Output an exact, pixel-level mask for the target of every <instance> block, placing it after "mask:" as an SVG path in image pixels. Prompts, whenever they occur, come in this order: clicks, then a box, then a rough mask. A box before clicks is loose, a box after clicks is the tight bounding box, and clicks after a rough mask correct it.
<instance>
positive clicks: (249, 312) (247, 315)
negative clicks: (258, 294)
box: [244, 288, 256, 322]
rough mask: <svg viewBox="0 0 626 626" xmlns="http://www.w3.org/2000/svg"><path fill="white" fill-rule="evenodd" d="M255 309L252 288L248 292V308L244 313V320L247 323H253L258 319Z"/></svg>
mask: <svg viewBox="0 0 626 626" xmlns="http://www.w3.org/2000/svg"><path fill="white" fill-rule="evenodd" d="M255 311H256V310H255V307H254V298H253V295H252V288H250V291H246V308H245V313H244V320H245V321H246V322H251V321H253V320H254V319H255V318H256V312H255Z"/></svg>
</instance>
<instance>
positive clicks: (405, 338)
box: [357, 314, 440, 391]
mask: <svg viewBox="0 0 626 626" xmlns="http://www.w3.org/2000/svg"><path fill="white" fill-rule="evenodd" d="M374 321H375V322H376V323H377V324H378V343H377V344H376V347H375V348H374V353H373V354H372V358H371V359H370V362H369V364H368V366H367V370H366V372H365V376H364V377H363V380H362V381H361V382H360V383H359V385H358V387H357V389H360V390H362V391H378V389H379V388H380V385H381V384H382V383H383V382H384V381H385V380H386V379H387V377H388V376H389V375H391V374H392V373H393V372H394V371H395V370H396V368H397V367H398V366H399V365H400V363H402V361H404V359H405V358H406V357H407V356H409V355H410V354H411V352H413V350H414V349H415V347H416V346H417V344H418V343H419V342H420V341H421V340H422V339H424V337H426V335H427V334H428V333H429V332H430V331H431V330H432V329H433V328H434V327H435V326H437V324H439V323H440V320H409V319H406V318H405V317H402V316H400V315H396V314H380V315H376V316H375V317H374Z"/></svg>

------------------------------

* [Task item] Search the data above for the string "instance". Report every line where it is found.

* [Written solution]
Output an exact, pixel-level mask for the target of every <instance> block, placing it after "mask:" as an SVG path in image pixels. Prompts, whenever they occur, come in this order: clicks, then a box, then a rough mask. A box before clicks is loose, a box after clicks is the tight bounding box, and clicks after a rough mask correct it.
<instance>
</instance>
<instance>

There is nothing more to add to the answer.